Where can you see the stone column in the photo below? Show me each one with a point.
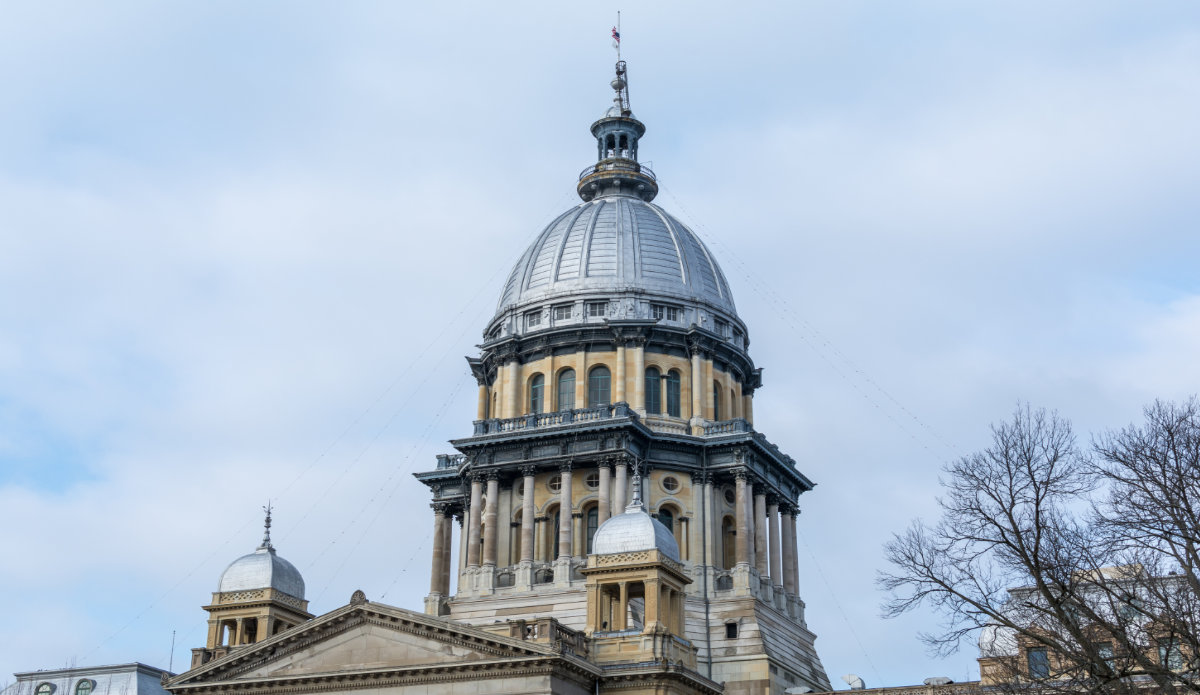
(618, 389)
(515, 389)
(793, 573)
(439, 547)
(448, 522)
(581, 377)
(760, 532)
(697, 387)
(477, 495)
(621, 621)
(527, 515)
(639, 377)
(743, 513)
(696, 551)
(579, 537)
(651, 619)
(712, 527)
(604, 509)
(789, 533)
(463, 519)
(539, 532)
(481, 403)
(775, 565)
(709, 393)
(490, 519)
(621, 486)
(564, 513)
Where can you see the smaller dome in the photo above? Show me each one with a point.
(634, 531)
(262, 569)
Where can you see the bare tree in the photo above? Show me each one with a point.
(1038, 550)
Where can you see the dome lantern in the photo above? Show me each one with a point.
(617, 171)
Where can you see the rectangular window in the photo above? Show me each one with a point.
(1039, 663)
(1170, 654)
(664, 312)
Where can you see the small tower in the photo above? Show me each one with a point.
(617, 171)
(259, 594)
(635, 586)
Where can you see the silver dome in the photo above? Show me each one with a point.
(615, 245)
(631, 532)
(262, 569)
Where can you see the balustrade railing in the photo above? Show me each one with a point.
(727, 426)
(618, 166)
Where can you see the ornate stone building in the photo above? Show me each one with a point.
(622, 526)
(617, 341)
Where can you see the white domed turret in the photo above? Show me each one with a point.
(259, 595)
(635, 529)
(262, 569)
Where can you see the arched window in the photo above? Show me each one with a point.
(567, 389)
(666, 519)
(537, 388)
(673, 394)
(515, 545)
(729, 539)
(593, 522)
(553, 538)
(599, 387)
(653, 390)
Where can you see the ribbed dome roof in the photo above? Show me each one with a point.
(634, 531)
(262, 569)
(617, 244)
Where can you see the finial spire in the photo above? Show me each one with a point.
(635, 504)
(267, 528)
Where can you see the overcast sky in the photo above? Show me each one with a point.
(244, 249)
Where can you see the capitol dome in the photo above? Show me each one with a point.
(262, 569)
(613, 245)
(634, 531)
(616, 256)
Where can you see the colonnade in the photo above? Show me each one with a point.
(765, 526)
(507, 395)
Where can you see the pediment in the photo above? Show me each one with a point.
(357, 639)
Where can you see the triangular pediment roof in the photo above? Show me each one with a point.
(375, 643)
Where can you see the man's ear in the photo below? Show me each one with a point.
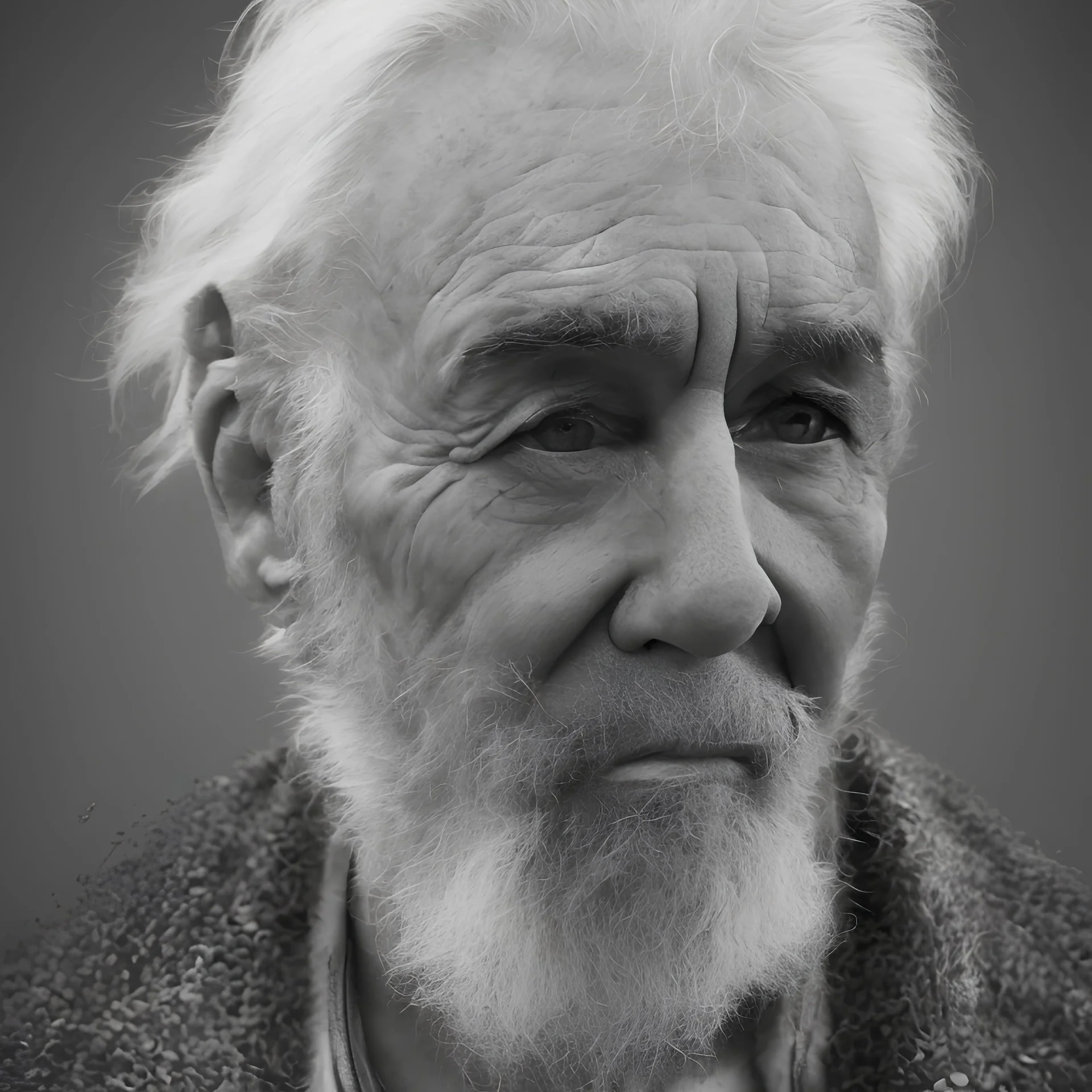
(234, 464)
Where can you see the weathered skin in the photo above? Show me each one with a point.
(612, 518)
(679, 542)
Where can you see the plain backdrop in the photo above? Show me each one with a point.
(126, 662)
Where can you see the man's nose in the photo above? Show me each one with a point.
(704, 590)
——
_Task to carry out_
Reproduce the rows from the line with "Where can you see the man's ear" through the end of the rows, replacing "backdrop" with "background" and keeping everything else the same. Omit the pictures.

_Task answer_
Where can you see the man's ear in the photo below? Show me each one with a point.
(234, 464)
Where can you see the weathered skin in the photo above? Show me each one with a point.
(612, 518)
(679, 542)
Where can you see the plain background in the photo above? Show me each one with a point.
(126, 662)
Where can you see the man's nose in the photo above? Show me each one with a point.
(704, 590)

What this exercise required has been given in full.